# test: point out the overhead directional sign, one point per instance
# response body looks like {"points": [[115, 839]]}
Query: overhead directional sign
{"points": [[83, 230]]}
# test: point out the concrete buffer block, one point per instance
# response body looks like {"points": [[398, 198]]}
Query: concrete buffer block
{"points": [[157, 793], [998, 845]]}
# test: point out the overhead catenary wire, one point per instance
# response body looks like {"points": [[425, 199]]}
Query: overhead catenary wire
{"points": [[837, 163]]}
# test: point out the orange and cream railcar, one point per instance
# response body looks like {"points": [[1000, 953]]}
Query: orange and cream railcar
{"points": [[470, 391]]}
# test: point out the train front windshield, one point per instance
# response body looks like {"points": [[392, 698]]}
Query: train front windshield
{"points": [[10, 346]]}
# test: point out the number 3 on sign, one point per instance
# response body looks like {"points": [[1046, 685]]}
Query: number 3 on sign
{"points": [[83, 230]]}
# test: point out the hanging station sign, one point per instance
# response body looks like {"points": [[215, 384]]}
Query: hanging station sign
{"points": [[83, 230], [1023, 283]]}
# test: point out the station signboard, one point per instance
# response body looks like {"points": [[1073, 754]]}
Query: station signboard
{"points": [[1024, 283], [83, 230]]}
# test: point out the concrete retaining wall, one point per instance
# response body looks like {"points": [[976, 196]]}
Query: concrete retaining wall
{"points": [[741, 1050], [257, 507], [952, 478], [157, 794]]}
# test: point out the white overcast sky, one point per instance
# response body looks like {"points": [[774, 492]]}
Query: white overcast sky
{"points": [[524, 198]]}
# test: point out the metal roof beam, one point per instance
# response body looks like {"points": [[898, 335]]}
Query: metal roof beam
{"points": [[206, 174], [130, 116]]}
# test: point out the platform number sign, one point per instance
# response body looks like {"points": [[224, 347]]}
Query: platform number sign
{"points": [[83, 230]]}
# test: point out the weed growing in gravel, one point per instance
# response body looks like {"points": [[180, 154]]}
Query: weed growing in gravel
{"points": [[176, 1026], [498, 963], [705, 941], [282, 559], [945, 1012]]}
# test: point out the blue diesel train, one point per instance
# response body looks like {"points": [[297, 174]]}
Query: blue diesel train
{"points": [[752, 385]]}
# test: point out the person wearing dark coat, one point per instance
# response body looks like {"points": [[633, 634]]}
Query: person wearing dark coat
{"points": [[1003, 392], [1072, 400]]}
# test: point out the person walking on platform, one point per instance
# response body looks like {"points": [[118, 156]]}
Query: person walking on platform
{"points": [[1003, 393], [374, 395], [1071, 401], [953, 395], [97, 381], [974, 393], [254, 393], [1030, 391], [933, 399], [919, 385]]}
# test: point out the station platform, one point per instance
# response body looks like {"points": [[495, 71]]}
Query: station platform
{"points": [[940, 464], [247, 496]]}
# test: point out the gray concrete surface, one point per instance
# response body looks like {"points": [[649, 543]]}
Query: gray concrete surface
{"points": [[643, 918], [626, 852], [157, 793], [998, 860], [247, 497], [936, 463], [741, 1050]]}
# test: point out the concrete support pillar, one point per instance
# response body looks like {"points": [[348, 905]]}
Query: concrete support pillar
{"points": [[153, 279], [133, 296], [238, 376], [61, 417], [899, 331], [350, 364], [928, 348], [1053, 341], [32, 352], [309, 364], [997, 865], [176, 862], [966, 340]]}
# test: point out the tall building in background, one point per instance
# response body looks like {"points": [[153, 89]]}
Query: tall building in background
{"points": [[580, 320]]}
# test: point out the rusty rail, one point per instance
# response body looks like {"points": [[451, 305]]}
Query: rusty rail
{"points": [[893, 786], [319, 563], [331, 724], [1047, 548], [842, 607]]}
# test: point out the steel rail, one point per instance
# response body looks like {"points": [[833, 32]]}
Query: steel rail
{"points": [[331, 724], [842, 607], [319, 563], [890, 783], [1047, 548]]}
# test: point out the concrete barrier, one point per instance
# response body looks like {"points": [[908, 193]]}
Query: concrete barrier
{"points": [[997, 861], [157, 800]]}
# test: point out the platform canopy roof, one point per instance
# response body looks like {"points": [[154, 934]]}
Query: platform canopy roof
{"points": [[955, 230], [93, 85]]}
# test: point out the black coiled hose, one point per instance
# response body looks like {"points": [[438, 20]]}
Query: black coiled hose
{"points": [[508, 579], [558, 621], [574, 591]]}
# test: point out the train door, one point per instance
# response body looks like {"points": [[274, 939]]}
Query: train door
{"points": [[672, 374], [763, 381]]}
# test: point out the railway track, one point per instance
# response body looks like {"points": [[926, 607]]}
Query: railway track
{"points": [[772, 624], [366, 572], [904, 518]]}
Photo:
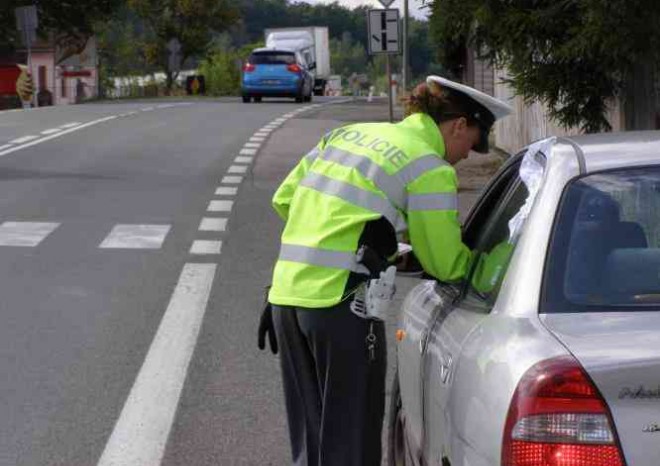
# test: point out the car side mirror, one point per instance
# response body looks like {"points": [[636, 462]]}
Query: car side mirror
{"points": [[448, 292]]}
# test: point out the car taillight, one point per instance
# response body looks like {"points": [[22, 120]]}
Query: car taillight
{"points": [[558, 417]]}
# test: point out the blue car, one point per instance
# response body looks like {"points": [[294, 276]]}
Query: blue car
{"points": [[276, 73]]}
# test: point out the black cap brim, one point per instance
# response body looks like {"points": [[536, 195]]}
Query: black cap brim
{"points": [[482, 146]]}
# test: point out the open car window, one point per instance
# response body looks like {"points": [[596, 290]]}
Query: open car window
{"points": [[491, 196], [495, 245], [605, 250]]}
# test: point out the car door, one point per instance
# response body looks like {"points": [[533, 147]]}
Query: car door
{"points": [[452, 326], [422, 307]]}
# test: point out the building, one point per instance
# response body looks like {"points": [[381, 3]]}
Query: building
{"points": [[61, 75]]}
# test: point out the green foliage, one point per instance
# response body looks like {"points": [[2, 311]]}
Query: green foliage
{"points": [[192, 22], [573, 55], [121, 45]]}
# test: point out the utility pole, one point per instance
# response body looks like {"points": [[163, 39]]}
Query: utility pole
{"points": [[404, 73]]}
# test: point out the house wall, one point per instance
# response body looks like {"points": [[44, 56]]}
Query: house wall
{"points": [[529, 123]]}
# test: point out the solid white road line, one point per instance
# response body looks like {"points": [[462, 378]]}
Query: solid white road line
{"points": [[202, 246], [51, 131], [57, 135], [25, 234], [136, 237], [238, 169], [213, 224], [70, 125], [140, 435], [23, 139], [232, 179], [220, 206], [226, 191]]}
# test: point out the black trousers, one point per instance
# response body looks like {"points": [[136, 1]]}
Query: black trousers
{"points": [[334, 386]]}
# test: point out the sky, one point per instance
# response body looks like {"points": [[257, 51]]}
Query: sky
{"points": [[413, 5]]}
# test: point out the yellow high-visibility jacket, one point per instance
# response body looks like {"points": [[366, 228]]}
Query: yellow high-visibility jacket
{"points": [[357, 174]]}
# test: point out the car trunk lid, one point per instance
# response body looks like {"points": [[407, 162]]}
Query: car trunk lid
{"points": [[621, 353]]}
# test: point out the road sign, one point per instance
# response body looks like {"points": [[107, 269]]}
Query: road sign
{"points": [[174, 60], [383, 27], [27, 22]]}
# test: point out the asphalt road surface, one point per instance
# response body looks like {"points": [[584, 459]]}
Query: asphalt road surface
{"points": [[135, 242]]}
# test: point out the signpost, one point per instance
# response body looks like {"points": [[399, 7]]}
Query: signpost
{"points": [[174, 60], [27, 22], [383, 30]]}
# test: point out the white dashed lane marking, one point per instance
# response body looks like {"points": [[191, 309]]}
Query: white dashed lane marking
{"points": [[56, 135], [232, 179], [140, 434], [202, 246], [220, 206], [226, 191], [51, 131], [24, 139], [25, 234], [136, 237], [238, 169], [213, 224]]}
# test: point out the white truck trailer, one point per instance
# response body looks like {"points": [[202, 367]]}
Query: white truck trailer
{"points": [[313, 43]]}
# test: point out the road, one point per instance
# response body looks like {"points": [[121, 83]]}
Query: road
{"points": [[135, 242]]}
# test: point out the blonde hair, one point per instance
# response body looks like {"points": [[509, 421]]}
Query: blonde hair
{"points": [[439, 103]]}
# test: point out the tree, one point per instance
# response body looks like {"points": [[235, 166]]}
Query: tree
{"points": [[573, 55], [71, 22], [192, 22]]}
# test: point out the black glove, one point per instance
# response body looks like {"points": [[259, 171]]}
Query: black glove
{"points": [[266, 327]]}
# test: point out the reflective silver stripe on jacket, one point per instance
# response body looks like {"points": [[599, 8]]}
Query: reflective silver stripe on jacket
{"points": [[419, 166], [393, 189], [321, 258], [394, 186], [352, 194], [312, 155], [437, 201]]}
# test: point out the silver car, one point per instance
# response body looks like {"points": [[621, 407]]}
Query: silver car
{"points": [[549, 353]]}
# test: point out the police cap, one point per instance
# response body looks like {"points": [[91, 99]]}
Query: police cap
{"points": [[481, 107]]}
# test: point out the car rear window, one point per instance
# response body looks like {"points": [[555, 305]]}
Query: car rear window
{"points": [[605, 251], [272, 58]]}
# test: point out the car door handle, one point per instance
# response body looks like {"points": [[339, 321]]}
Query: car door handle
{"points": [[445, 367]]}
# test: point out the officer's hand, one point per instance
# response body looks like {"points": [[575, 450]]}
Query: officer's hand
{"points": [[266, 327]]}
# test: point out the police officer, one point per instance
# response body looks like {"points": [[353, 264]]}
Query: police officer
{"points": [[360, 187]]}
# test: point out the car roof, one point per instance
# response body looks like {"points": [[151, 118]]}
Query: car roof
{"points": [[606, 151], [276, 50]]}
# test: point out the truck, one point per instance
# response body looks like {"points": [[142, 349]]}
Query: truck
{"points": [[313, 43]]}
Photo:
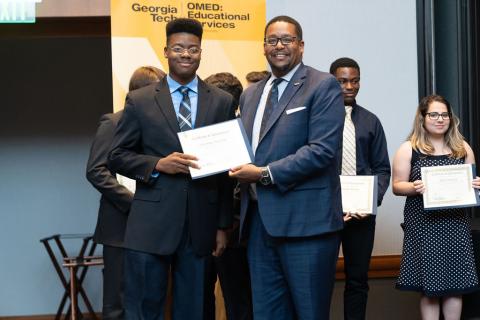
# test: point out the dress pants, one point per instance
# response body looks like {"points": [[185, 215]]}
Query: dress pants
{"points": [[357, 245], [292, 278], [232, 270], [112, 283], [146, 279]]}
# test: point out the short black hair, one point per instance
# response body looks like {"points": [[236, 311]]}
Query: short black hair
{"points": [[344, 62], [227, 82], [187, 25], [288, 19]]}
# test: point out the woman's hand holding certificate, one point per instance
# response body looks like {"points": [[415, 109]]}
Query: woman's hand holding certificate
{"points": [[450, 187]]}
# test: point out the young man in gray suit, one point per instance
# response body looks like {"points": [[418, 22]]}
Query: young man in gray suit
{"points": [[114, 203], [291, 205], [174, 222]]}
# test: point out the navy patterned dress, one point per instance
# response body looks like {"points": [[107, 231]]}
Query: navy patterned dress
{"points": [[437, 257]]}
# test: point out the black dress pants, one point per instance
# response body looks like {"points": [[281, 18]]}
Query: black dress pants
{"points": [[113, 283], [357, 244]]}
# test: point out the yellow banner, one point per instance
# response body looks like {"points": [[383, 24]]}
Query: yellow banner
{"points": [[232, 39]]}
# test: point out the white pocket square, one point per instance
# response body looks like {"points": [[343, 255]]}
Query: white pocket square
{"points": [[290, 111]]}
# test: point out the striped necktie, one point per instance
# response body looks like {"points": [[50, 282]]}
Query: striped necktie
{"points": [[349, 157], [185, 111], [272, 101]]}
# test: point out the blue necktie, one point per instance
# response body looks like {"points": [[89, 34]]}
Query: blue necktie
{"points": [[185, 111], [272, 101]]}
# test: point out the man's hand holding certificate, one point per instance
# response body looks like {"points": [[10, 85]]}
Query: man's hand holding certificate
{"points": [[217, 148], [449, 187], [359, 194]]}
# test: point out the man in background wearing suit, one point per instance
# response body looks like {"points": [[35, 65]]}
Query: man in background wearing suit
{"points": [[291, 205], [114, 203], [368, 155], [174, 222], [232, 266]]}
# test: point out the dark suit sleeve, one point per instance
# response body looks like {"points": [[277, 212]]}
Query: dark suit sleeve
{"points": [[125, 156], [98, 173], [225, 217], [324, 137], [380, 162]]}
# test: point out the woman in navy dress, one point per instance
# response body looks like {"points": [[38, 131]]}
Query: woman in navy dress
{"points": [[437, 258]]}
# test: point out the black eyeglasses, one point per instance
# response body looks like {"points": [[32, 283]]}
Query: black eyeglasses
{"points": [[436, 115], [284, 40], [181, 50]]}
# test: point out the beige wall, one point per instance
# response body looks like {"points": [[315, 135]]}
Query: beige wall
{"points": [[73, 8]]}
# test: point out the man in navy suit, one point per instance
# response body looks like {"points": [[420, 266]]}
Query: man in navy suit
{"points": [[291, 205], [174, 222]]}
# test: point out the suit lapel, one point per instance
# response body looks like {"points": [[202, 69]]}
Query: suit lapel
{"points": [[248, 116], [164, 101], [204, 105], [292, 87]]}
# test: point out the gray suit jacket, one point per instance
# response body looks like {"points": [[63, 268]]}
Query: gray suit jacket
{"points": [[147, 132], [302, 148]]}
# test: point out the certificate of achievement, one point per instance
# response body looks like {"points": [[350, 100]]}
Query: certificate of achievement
{"points": [[449, 187], [359, 194], [218, 147]]}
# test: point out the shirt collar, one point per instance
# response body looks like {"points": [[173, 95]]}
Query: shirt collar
{"points": [[174, 85], [286, 77]]}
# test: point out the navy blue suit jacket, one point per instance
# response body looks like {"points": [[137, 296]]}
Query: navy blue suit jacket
{"points": [[303, 150]]}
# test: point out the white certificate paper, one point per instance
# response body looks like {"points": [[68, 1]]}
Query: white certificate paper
{"points": [[449, 187], [218, 147], [359, 194]]}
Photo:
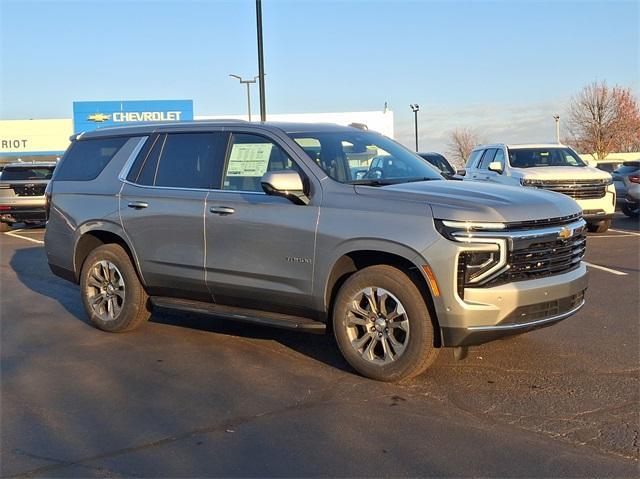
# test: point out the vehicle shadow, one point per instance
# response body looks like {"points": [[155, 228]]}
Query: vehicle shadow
{"points": [[29, 264], [320, 347]]}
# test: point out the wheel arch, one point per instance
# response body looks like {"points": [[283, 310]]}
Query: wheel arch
{"points": [[92, 235], [354, 260]]}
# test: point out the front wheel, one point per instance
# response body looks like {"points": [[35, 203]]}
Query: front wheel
{"points": [[382, 325], [599, 226], [112, 295], [631, 209]]}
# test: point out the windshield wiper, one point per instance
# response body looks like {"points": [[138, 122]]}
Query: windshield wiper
{"points": [[374, 182], [389, 181]]}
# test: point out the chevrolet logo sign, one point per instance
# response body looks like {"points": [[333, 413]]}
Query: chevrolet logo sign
{"points": [[564, 233], [98, 117]]}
• • •
Exercise brief:
An exact repetition of the material above is required, from its first line through the line holding "# test: point out the concrete retaining", with nothing added.

Reply to the exercise:
# test: point out the overhead directional sign, one point per instance
# response body looks like {"points": [[115, 839]]}
Query: overhead directional sign
{"points": [[83, 230]]}
# test: point out the concrete buffer block, one point per instance
# response body looks like {"points": [[398, 198]]}
Query: concrete buffer block
{"points": [[157, 793], [998, 845]]}
# test: point out the overhead catenary wire, one point per instance
# response body looks like {"points": [[425, 199]]}
Query: overhead catenary wire
{"points": [[837, 163]]}
# test: point out the orange and cream railcar, one point per instance
# response body looks like {"points": [[1000, 953]]}
Query: orange and cream railcar
{"points": [[470, 391]]}
# test: point out the train front windshield, one point per instance
# response body looks like {"points": [[392, 698]]}
Query: train front windshield
{"points": [[10, 346]]}
# test: point out the number 3 on sign, one point per instance
# response body looks like {"points": [[1046, 685]]}
Query: number 3 on sign
{"points": [[83, 230]]}
# test: point out the hanging station sign, one point per instance
# response body looks like {"points": [[215, 384]]}
Query: hanging station sign
{"points": [[83, 230], [1023, 283]]}
# test: point out the station signboard, one point per instance
# response body looks like {"points": [[1073, 754]]}
Query: station signboard
{"points": [[1024, 283], [83, 230]]}
# test: point out the concrete retaining wall, one point per instance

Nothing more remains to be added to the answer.